---------- Data
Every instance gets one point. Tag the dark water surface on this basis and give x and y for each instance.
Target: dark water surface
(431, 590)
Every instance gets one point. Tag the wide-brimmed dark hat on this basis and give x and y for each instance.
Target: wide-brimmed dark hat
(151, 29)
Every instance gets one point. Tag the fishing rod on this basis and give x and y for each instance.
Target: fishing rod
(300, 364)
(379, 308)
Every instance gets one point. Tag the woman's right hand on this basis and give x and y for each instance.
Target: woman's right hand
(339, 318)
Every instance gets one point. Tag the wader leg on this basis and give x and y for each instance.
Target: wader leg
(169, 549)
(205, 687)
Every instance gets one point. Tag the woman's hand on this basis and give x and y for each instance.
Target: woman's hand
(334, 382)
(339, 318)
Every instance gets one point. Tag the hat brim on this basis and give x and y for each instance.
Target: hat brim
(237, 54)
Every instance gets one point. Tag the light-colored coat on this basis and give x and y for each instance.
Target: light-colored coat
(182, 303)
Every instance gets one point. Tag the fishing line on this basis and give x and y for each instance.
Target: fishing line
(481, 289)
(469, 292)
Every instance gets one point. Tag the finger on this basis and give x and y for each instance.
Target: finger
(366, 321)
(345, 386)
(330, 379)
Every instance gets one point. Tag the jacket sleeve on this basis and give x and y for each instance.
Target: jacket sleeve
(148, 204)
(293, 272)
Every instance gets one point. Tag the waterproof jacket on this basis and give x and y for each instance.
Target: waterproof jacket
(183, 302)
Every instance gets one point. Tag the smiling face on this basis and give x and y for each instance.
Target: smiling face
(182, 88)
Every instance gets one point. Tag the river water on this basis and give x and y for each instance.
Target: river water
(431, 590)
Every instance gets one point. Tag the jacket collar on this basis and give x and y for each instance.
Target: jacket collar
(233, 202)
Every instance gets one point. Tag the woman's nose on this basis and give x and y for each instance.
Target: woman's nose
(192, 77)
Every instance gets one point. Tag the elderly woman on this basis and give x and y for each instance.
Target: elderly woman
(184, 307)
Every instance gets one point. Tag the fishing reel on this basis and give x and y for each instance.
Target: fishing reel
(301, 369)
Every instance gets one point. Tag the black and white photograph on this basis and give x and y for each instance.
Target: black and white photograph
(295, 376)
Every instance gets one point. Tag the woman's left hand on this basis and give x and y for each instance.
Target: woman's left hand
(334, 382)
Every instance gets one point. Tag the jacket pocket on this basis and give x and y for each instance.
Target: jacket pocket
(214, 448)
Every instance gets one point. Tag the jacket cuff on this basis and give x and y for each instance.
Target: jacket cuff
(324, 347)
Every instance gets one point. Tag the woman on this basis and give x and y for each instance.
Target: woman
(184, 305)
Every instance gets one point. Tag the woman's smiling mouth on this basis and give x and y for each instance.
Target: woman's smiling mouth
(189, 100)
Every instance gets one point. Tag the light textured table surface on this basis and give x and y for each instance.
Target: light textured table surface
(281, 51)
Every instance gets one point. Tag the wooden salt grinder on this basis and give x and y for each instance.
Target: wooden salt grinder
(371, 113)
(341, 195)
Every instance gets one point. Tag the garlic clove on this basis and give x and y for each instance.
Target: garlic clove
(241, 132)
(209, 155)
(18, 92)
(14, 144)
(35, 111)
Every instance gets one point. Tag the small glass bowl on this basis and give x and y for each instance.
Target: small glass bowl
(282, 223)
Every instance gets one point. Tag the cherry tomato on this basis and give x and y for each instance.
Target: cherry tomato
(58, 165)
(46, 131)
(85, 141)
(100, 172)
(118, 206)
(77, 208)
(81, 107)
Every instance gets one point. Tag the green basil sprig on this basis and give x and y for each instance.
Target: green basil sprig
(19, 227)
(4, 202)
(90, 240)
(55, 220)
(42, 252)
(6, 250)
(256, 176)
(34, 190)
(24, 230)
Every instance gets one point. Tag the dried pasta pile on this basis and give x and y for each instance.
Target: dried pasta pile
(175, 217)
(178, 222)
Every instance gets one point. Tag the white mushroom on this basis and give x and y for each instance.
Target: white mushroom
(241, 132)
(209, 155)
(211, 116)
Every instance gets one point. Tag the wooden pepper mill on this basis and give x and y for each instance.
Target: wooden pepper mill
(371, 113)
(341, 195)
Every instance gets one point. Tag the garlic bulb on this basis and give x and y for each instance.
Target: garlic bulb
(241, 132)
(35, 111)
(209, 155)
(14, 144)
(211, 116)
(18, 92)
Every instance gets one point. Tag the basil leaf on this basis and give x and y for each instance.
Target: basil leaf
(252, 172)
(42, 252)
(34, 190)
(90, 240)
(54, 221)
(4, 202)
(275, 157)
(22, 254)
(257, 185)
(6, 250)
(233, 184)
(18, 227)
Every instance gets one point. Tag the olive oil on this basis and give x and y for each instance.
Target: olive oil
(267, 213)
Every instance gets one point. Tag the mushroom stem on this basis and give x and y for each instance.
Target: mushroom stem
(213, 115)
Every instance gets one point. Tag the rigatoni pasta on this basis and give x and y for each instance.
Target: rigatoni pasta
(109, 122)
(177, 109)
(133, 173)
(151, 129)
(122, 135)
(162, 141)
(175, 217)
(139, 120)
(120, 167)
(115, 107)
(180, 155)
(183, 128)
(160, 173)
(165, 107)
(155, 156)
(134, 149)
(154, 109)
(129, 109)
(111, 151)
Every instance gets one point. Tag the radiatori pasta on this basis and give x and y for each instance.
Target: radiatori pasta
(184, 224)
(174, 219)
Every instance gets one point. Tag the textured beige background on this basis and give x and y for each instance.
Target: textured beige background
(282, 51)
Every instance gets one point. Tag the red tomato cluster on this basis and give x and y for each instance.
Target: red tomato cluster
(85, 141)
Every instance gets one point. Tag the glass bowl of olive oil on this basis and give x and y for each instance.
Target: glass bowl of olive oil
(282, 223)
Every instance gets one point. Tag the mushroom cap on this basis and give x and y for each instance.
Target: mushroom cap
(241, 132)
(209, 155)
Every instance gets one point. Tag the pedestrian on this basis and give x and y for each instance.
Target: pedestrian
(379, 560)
--------------------
How to complete this task:
Letter for letter, copy all of the entries above.

Answer space:
Every instance gets one point. Tag the dark water surface on this basis and give x and y for each instance.
Target: dark water surface
(431, 590)
Every instance gets one point. Tag the wide-brimmed dark hat on this basis and give x and y for each instance.
Target: wide-brimmed dark hat
(151, 29)
Every instance gets one point. Tag the fishing rod on this basis and give x and y for each instance.
Target: fishing rod
(300, 364)
(379, 308)
Every instance gets one point. Tag the woman's right hand on this basis and give x and y for each instance.
Target: woman's right hand
(339, 318)
Every instance gets one point. Tag the wader leg on this basis and give x and y for each instance.
Target: wader leg
(169, 549)
(205, 687)
Every instance gets one point. Tag the woman's hand on this basis and give x and y for each instance.
Target: woman's hand
(334, 382)
(339, 318)
Every instance gets one point. Tag the hat brim on this basis and give x and y for each instance.
Target: hat brim
(237, 54)
Every instance gets one point. Tag the light-colored coat on this basis and give x and y for each instance.
Target: light-colored coat
(182, 303)
Every instance gets one point. Tag the fishing line on this basis and give x and y for each instance.
Target: fishing line
(481, 289)
(469, 292)
Every instance gets one point. Tag the finger on this basis and give x and y for each instance.
Target: finger
(366, 321)
(345, 386)
(330, 379)
Every instance gets one point. Tag the jacket sleeve on this basis and give x and y for each instance.
Target: jacket sleeve
(148, 204)
(293, 272)
Every instance gets one point. Tag the waterproof jacket on this basis and give x and y for each instance.
Target: waterproof jacket
(183, 302)
Every instance gets one point. Tag the smiling face on this basis and give x and y for each instance.
Target: smiling face
(182, 88)
Every instance gets one point. Tag the river water on this basis and give x and y for each instance.
Target: river water
(431, 590)
Every instance gets one point. Tag the jacket collar on this basis and give x and y for each instance.
Target: jacket collar
(233, 202)
Every instance gets one point. Tag the woman's nose on this basis and give x and y for each instance.
Target: woman's nose
(192, 77)
Every instance gets one point. Tag the elderly woman on this basis and give x and y for each instance.
Target: elderly woman
(184, 307)
Every instance gets one point. Tag the fishing reel on this basis and give x and y for each instance.
Target: fishing reel
(301, 369)
Every instance gets one point. Tag the black and white photograph on this basis and give x and y for each instance.
Target: black and white photograph
(295, 376)
Every instance gets one point. Tag the woman's left hand on this basis and give x and y for each instance.
Target: woman's left hand
(334, 382)
Every instance gets one point. Tag the jacket pocket on this basis and give x and y for each instance.
Target: jacket pocket
(214, 448)
Every instance gets one point. Tag the jacket cuff on this basis and give x and y for each instance.
Target: jacket cuff
(324, 347)
Every instance gets one point. Tag the woman on this basis and give x and y for each instance.
Target: woman
(184, 305)
Every instance gets one point. Tag the woman's smiling mouth on this basis and give x and y for each instance.
Target: woman's smiling mouth
(189, 100)
Every instance gets one point. Tag the light textured table surface on this basis and give x and y for each instance.
Target: light textured table surface
(281, 51)
Every instance gets one point. Tag the wooden salt grinder on this basis and give x and y for each instance.
Target: wooden salt grinder
(371, 113)
(341, 195)
Every instance gets one point. Tag the garlic clove on this basis and give x and y for each instance.
Target: garlic clove
(241, 132)
(209, 155)
(18, 92)
(14, 144)
(35, 111)
Every instance gets one point. Tag the small glass bowl on this basis and give x and y for each instance.
Target: small glass bowl
(282, 223)
Every instance gets one point. Tag the cherry tomato on this basis and give x and y for each instance.
Target: cherry tomato
(58, 165)
(46, 131)
(85, 141)
(100, 172)
(118, 206)
(77, 208)
(81, 107)
Every instance gets one point. Tag the green basil sprig on this basis and give x and y for each instance.
Target: green basil sprig
(19, 227)
(4, 202)
(90, 240)
(55, 220)
(42, 252)
(6, 250)
(256, 176)
(34, 190)
(24, 230)
Every instance gets one point. Tag the dried pasta pile on this basis and give x and y for each instance.
Target: dried pasta pile
(175, 217)
(178, 222)
Every instance gets one point. Tag the white mushroom on this basis and give x and y for each instance.
Target: white mushroom
(241, 132)
(209, 155)
(211, 116)
Every instance gets one point. Tag the wooden pepper mill on this basis and give x and y for each instance.
Target: wooden pepper mill
(371, 113)
(341, 195)
Every instance gets one point. Tag the garlic bulb on this basis and give x and y for each instance.
Target: garlic bulb
(241, 132)
(35, 111)
(209, 155)
(14, 144)
(211, 116)
(18, 92)
Every instance gets one point. Tag the basil leaf on this basis and give x and y for each instance.
Target: basil leaf
(252, 172)
(42, 252)
(34, 190)
(90, 240)
(54, 221)
(4, 202)
(275, 157)
(22, 254)
(257, 185)
(6, 250)
(233, 184)
(18, 227)
Every instance gets one point. Tag the olive oil on this basis and give x and y for each instance.
Target: olive oil
(267, 213)
Every instance gets one point. Tag the mushroom stem on this basis and give x and y for each instance.
Target: mushroom stem
(213, 115)
Every instance gets one point. Tag the rigatoni pasta on this basis and give x and y for each instance.
Target: rigatoni pasta
(109, 122)
(177, 109)
(133, 173)
(151, 129)
(122, 135)
(162, 141)
(175, 217)
(139, 120)
(120, 167)
(115, 107)
(180, 155)
(183, 128)
(160, 173)
(165, 107)
(155, 156)
(134, 149)
(154, 109)
(129, 109)
(111, 151)
Every instance gets one point. Tag the radiatori pasta on this basis and give x and y for each instance.
Target: radiatori pasta
(184, 224)
(174, 219)
Every instance gets one point. Tag the textured beige background on this basis and give x and y for each instance.
Target: textured beige background
(282, 51)
Every instance gets one point. Tag the red tomato cluster on this basis and give x and y for each instance.
Target: red tomato cluster
(85, 141)
Every instance gets one point. Tag the glass bowl of olive oil on this basis and give x and y for each instance.
Target: glass bowl of olive oil
(282, 223)
Every instance gets one point. Tag the mushroom cap on this basis and give x and y for each instance.
Target: mushroom cap
(241, 132)
(209, 155)
Every instance gets one point. Tag the pedestrian on this basis and give x and y for each instance.
Target: pedestrian
(379, 560)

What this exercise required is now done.